WHAT YOU SHOULD DO: Would you restate, exactly as they appear, the lines from the one containing "target: steel lattice truss" through the end of the data below?

DATASET EXTRACT:
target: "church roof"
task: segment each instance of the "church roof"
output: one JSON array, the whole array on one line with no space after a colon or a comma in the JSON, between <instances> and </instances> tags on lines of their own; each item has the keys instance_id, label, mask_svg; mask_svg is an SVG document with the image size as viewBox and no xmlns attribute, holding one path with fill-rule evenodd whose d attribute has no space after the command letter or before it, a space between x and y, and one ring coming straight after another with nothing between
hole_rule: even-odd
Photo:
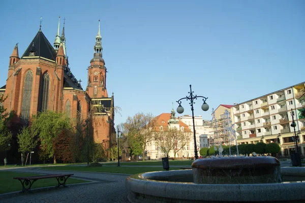
<instances>
[{"instance_id":1,"label":"church roof","mask_svg":"<svg viewBox=\"0 0 305 203\"><path fill-rule=\"evenodd\" d=\"M35 48L34 50L33 50L33 47ZM36 52L35 56L30 56L30 52L33 51ZM55 61L56 60L56 52L52 45L47 39L41 30L39 29L33 40L29 44L27 49L25 50L22 58L26 58L39 56Z\"/></svg>"}]
</instances>

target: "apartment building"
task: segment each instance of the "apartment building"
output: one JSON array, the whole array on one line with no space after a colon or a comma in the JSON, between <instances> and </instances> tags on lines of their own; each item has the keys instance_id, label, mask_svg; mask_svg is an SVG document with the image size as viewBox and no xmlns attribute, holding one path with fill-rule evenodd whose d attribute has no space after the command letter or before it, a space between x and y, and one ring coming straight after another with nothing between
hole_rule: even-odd
<instances>
[{"instance_id":1,"label":"apartment building","mask_svg":"<svg viewBox=\"0 0 305 203\"><path fill-rule=\"evenodd\" d=\"M283 155L295 150L292 115L299 136L299 150L305 151L305 82L232 107L237 143L279 143Z\"/></svg>"},{"instance_id":2,"label":"apartment building","mask_svg":"<svg viewBox=\"0 0 305 203\"><path fill-rule=\"evenodd\" d=\"M212 125L213 127L213 138L210 140L210 145L219 145L219 144L230 144L228 132L227 130L229 125L228 117L232 118L232 105L221 104L213 111L212 113ZM226 115L227 110L229 115ZM233 120L232 120L234 122ZM232 144L232 143L231 143Z\"/></svg>"}]
</instances>

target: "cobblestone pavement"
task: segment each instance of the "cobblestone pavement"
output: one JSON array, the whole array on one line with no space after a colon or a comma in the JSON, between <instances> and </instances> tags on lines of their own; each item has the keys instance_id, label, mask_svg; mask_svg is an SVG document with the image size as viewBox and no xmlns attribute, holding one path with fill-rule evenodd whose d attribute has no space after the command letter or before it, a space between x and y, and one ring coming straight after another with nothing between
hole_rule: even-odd
<instances>
[{"instance_id":1,"label":"cobblestone pavement","mask_svg":"<svg viewBox=\"0 0 305 203\"><path fill-rule=\"evenodd\" d=\"M63 173L58 171L44 171L37 168L10 171L43 174ZM65 172L70 173L69 172ZM67 188L52 187L35 189L30 193L14 193L0 196L1 203L77 203L128 202L125 179L128 175L73 172L73 177L93 180L94 182L72 185ZM38 180L39 181L39 180ZM35 183L34 183L35 184ZM20 190L21 189L20 184Z\"/></svg>"}]
</instances>

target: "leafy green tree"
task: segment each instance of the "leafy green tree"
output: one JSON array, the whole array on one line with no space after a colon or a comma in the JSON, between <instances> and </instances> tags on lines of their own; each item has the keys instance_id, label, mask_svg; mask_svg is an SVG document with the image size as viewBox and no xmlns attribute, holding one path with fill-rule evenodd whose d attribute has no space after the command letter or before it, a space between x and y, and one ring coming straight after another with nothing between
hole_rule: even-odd
<instances>
[{"instance_id":1,"label":"leafy green tree","mask_svg":"<svg viewBox=\"0 0 305 203\"><path fill-rule=\"evenodd\" d=\"M274 155L281 151L281 147L279 144L275 142L267 144L266 145L266 153L269 153L272 156Z\"/></svg>"},{"instance_id":2,"label":"leafy green tree","mask_svg":"<svg viewBox=\"0 0 305 203\"><path fill-rule=\"evenodd\" d=\"M254 148L253 149L253 151L258 154L263 154L265 152L265 147L266 144L265 143L263 142L259 142L255 144Z\"/></svg>"},{"instance_id":3,"label":"leafy green tree","mask_svg":"<svg viewBox=\"0 0 305 203\"><path fill-rule=\"evenodd\" d=\"M53 157L56 164L53 142L63 129L71 128L70 118L65 113L51 111L39 113L33 116L31 128L35 134L39 135L41 150L49 157Z\"/></svg>"},{"instance_id":4,"label":"leafy green tree","mask_svg":"<svg viewBox=\"0 0 305 203\"><path fill-rule=\"evenodd\" d=\"M156 120L151 113L138 113L134 116L129 116L125 124L125 129L128 132L129 144L133 148L134 154L138 153L138 147L140 147L143 157L145 157L146 145L154 140ZM135 142L135 143L132 142ZM144 161L145 158L143 158Z\"/></svg>"},{"instance_id":5,"label":"leafy green tree","mask_svg":"<svg viewBox=\"0 0 305 203\"><path fill-rule=\"evenodd\" d=\"M23 156L21 155L22 157L21 164L22 166L24 163L25 153L27 152L27 156L28 156L28 153L33 151L37 145L38 140L35 135L35 134L32 133L29 127L24 127L17 136L19 146L18 151L23 154ZM27 156L24 166L26 165Z\"/></svg>"},{"instance_id":6,"label":"leafy green tree","mask_svg":"<svg viewBox=\"0 0 305 203\"><path fill-rule=\"evenodd\" d=\"M199 153L200 154L200 155L202 156L207 156L208 150L208 148L202 147L199 150Z\"/></svg>"}]
</instances>

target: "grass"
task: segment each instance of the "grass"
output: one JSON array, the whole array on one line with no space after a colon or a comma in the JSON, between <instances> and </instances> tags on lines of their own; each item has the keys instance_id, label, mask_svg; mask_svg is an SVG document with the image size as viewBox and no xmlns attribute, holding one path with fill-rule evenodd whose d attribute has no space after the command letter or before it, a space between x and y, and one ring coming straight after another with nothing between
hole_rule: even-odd
<instances>
[{"instance_id":1,"label":"grass","mask_svg":"<svg viewBox=\"0 0 305 203\"><path fill-rule=\"evenodd\" d=\"M11 171L0 171L0 180L1 180L1 184L0 184L0 194L16 191L21 191L22 190L22 186L20 181L18 180L13 179L13 178L36 175L39 175L39 174L13 172ZM76 179L70 177L67 180L66 184L69 184L88 182L89 181ZM55 178L38 180L33 183L31 189L39 187L55 186L57 185L57 181Z\"/></svg>"},{"instance_id":2,"label":"grass","mask_svg":"<svg viewBox=\"0 0 305 203\"><path fill-rule=\"evenodd\" d=\"M87 167L83 166L58 166L50 167L44 170L59 171L86 171L89 172L103 172L121 173L127 174L136 174L140 173L152 171L164 171L162 167L117 167L116 166ZM170 167L171 170L179 170L179 167Z\"/></svg>"},{"instance_id":3,"label":"grass","mask_svg":"<svg viewBox=\"0 0 305 203\"><path fill-rule=\"evenodd\" d=\"M190 167L193 163L193 160L169 160L169 166L184 166ZM106 166L116 166L117 163L110 163L103 164ZM162 166L162 161L145 160L145 161L138 161L135 162L120 162L120 164L121 166Z\"/></svg>"}]
</instances>

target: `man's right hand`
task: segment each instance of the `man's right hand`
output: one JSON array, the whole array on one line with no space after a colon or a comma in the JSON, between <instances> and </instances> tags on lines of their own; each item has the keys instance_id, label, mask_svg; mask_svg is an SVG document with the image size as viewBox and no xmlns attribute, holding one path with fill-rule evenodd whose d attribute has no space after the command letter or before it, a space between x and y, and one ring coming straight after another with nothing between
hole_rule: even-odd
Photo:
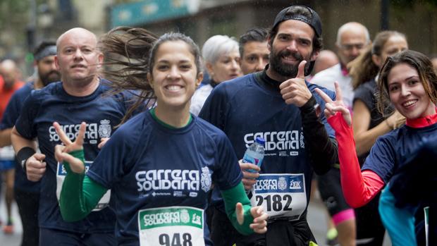
<instances>
[{"instance_id":1,"label":"man's right hand","mask_svg":"<svg viewBox=\"0 0 437 246\"><path fill-rule=\"evenodd\" d=\"M41 180L46 172L46 163L44 161L46 156L43 154L35 153L26 161L26 174L30 181L37 182Z\"/></svg>"},{"instance_id":2,"label":"man's right hand","mask_svg":"<svg viewBox=\"0 0 437 246\"><path fill-rule=\"evenodd\" d=\"M251 163L243 163L242 160L238 161L240 168L242 171L242 184L245 186L245 190L250 190L257 183L257 178L259 177L259 167L258 166L252 164ZM248 170L254 170L256 172L250 172Z\"/></svg>"}]
</instances>

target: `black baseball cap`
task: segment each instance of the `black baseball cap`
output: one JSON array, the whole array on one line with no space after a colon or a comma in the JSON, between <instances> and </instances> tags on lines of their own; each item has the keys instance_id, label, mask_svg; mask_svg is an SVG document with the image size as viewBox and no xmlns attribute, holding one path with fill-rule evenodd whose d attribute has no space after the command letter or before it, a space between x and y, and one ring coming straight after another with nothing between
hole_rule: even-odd
<instances>
[{"instance_id":1,"label":"black baseball cap","mask_svg":"<svg viewBox=\"0 0 437 246\"><path fill-rule=\"evenodd\" d=\"M294 13L294 11L292 11L292 10L296 7L307 8L308 11L309 11L310 16L307 17L300 13ZM293 5L283 9L281 12L279 12L279 13L278 13L276 18L275 18L275 22L272 30L275 29L281 22L288 20L296 20L304 22L305 23L309 25L312 29L314 29L317 37L320 37L321 36L321 21L320 21L320 17L319 17L319 15L316 13L316 11L308 6L304 5Z\"/></svg>"},{"instance_id":2,"label":"black baseball cap","mask_svg":"<svg viewBox=\"0 0 437 246\"><path fill-rule=\"evenodd\" d=\"M306 8L309 12L309 14L307 14L306 16L305 16L303 14L299 13L300 11L293 11L293 8ZM321 36L321 21L320 21L320 17L319 16L317 13L316 13L316 11L314 11L314 10L312 10L312 8L308 6L306 6L304 5L293 5L283 9L282 11L281 11L281 12L279 12L279 13L278 13L278 15L275 18L275 22L273 27L271 27L271 30L274 30L275 28L276 28L276 27L283 21L288 20L296 20L304 22L309 25L309 26L312 27L316 34L316 37L319 38ZM309 62L308 67L305 69L304 71L305 76L307 76L311 73L311 71L314 67L315 63L316 61L312 61Z\"/></svg>"}]
</instances>

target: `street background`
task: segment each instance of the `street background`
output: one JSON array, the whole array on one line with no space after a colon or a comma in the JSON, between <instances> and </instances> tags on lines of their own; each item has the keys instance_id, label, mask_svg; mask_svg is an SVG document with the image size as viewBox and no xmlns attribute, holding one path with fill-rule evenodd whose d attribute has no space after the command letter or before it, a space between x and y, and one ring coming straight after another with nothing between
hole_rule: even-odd
<instances>
[{"instance_id":1,"label":"street background","mask_svg":"<svg viewBox=\"0 0 437 246\"><path fill-rule=\"evenodd\" d=\"M4 187L4 185L3 185ZM308 209L308 222L311 229L316 237L319 246L326 246L326 212L323 207L324 204L319 199L318 195L315 195L315 199L309 203ZM21 242L21 221L18 215L18 208L14 203L13 207L13 222L15 233L13 235L5 235L3 231L0 231L0 245L1 246L19 246ZM1 192L1 199L0 202L0 219L4 223L6 218L6 210L4 204L4 190ZM390 240L387 238L383 246L390 246Z\"/></svg>"}]
</instances>

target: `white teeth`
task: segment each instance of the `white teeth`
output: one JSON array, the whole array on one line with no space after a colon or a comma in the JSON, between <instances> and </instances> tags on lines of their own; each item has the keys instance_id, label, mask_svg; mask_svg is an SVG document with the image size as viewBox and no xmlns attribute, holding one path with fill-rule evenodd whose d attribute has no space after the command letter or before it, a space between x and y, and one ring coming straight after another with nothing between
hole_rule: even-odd
<instances>
[{"instance_id":1,"label":"white teeth","mask_svg":"<svg viewBox=\"0 0 437 246\"><path fill-rule=\"evenodd\" d=\"M404 106L409 106L410 105L412 105L416 102L417 102L417 100L408 101L408 102L407 102L406 103L404 104Z\"/></svg>"},{"instance_id":2,"label":"white teeth","mask_svg":"<svg viewBox=\"0 0 437 246\"><path fill-rule=\"evenodd\" d=\"M181 87L180 85L168 85L167 86L167 90L180 90Z\"/></svg>"}]
</instances>

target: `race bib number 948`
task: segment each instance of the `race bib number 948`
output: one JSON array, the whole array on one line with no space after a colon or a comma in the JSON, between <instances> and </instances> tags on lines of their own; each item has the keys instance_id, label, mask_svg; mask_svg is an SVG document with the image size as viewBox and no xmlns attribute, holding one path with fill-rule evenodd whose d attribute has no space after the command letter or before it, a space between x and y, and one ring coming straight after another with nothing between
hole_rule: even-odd
<instances>
[{"instance_id":1,"label":"race bib number 948","mask_svg":"<svg viewBox=\"0 0 437 246\"><path fill-rule=\"evenodd\" d=\"M168 207L138 212L140 245L204 246L203 209Z\"/></svg>"}]
</instances>

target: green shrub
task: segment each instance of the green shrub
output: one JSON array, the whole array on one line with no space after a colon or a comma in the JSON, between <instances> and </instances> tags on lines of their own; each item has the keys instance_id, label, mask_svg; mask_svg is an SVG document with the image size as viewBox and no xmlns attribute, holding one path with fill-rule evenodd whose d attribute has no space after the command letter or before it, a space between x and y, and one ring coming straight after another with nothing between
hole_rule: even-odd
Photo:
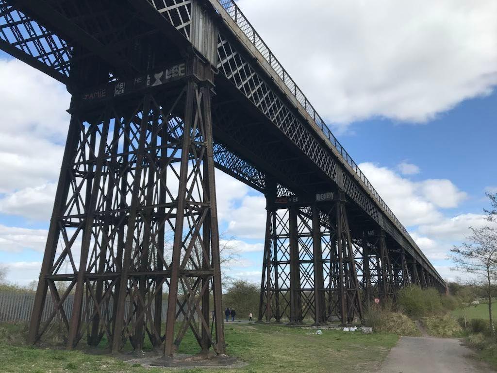
<instances>
[{"instance_id":1,"label":"green shrub","mask_svg":"<svg viewBox=\"0 0 497 373\"><path fill-rule=\"evenodd\" d=\"M488 334L490 331L489 322L485 319L471 319L469 322L470 328L473 333Z\"/></svg>"},{"instance_id":2,"label":"green shrub","mask_svg":"<svg viewBox=\"0 0 497 373\"><path fill-rule=\"evenodd\" d=\"M397 305L399 310L414 318L439 315L443 313L440 293L435 289L422 289L412 286L397 293Z\"/></svg>"},{"instance_id":3,"label":"green shrub","mask_svg":"<svg viewBox=\"0 0 497 373\"><path fill-rule=\"evenodd\" d=\"M389 305L381 306L372 304L368 306L364 314L364 324L380 333L414 336L421 335L414 321L403 313L392 311Z\"/></svg>"},{"instance_id":4,"label":"green shrub","mask_svg":"<svg viewBox=\"0 0 497 373\"><path fill-rule=\"evenodd\" d=\"M454 338L462 335L463 329L450 315L429 316L423 319L428 334L433 337Z\"/></svg>"},{"instance_id":5,"label":"green shrub","mask_svg":"<svg viewBox=\"0 0 497 373\"><path fill-rule=\"evenodd\" d=\"M446 311L453 311L461 305L457 297L450 294L443 294L441 297L442 306Z\"/></svg>"}]
</instances>

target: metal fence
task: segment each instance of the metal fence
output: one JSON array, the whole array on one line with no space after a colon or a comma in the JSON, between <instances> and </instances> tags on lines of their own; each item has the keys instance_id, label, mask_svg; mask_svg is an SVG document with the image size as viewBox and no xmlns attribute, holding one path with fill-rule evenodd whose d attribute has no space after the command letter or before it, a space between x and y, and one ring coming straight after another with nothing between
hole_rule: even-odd
<instances>
[{"instance_id":1,"label":"metal fence","mask_svg":"<svg viewBox=\"0 0 497 373\"><path fill-rule=\"evenodd\" d=\"M33 304L34 302L34 293L17 292L15 291L0 291L0 322L17 322L21 321L29 321L31 319L31 311L33 310ZM127 317L129 311L129 300L127 300L127 306L125 308L125 317ZM74 296L70 294L64 301L63 308L67 315L68 318L71 318L73 312L73 305L74 303ZM83 304L84 309L85 304ZM108 303L109 310L112 309L112 302ZM177 313L179 307L177 307ZM43 309L42 314L42 321L46 321L54 310L54 303L50 297L47 297L47 301ZM167 310L167 302L164 301L162 303L162 320L166 321L166 313ZM154 317L154 307L151 310L152 317ZM195 319L197 319L195 315ZM180 313L176 320L182 321L184 315Z\"/></svg>"}]
</instances>

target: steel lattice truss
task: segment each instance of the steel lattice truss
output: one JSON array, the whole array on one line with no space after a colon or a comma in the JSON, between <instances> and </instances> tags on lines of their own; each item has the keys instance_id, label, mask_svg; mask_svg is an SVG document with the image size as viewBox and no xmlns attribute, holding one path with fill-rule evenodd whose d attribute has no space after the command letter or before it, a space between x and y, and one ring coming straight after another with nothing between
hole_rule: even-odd
<instances>
[{"instance_id":1,"label":"steel lattice truss","mask_svg":"<svg viewBox=\"0 0 497 373\"><path fill-rule=\"evenodd\" d=\"M266 198L259 320L443 290L233 0L0 0L0 49L73 94L31 342L223 353L215 167Z\"/></svg>"}]
</instances>

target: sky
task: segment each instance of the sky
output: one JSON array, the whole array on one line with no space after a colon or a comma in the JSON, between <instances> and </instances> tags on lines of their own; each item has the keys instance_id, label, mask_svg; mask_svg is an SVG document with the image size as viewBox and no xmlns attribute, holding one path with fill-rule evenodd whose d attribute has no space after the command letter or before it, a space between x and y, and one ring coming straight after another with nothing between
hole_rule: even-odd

SOLUTION FOR THIS PROBLEM:
target: steel lattice truss
task: segment each instance of the steel lattice truss
output: one JSON array, the whole array on one line with no space after a colon or a comma in the JSON, between <instances> and </instances> tags on lines of their own; each item has the keys instance_id, label, mask_svg; mask_svg is an SVG document with the image size as viewBox and no xmlns attribute, holding one path with fill-rule evenodd whose d attribute has no space after the command letter or before it, a space between x and y, and one ring coming straight after another with nothing between
hole_rule: even-odd
<instances>
[{"instance_id":1,"label":"steel lattice truss","mask_svg":"<svg viewBox=\"0 0 497 373\"><path fill-rule=\"evenodd\" d=\"M266 198L259 320L443 290L233 0L0 0L0 49L73 94L31 342L223 353L215 167Z\"/></svg>"}]
</instances>

target: sky
task: segment each instance of the sky
output: one JSON array, the whole array on one line with no space after a colon or a comma in the JSON, between <instances> and </instances> tags on lines of their own; each item has the keys instance_id, label, mask_svg; mask_svg is an SVG document with the image size as viewBox and no xmlns attribute, holding one path with fill-rule evenodd whose d attribute has no space after the command letter or before it, a space between x and y, and one ring coming straight after another with nothing between
hole_rule: even-odd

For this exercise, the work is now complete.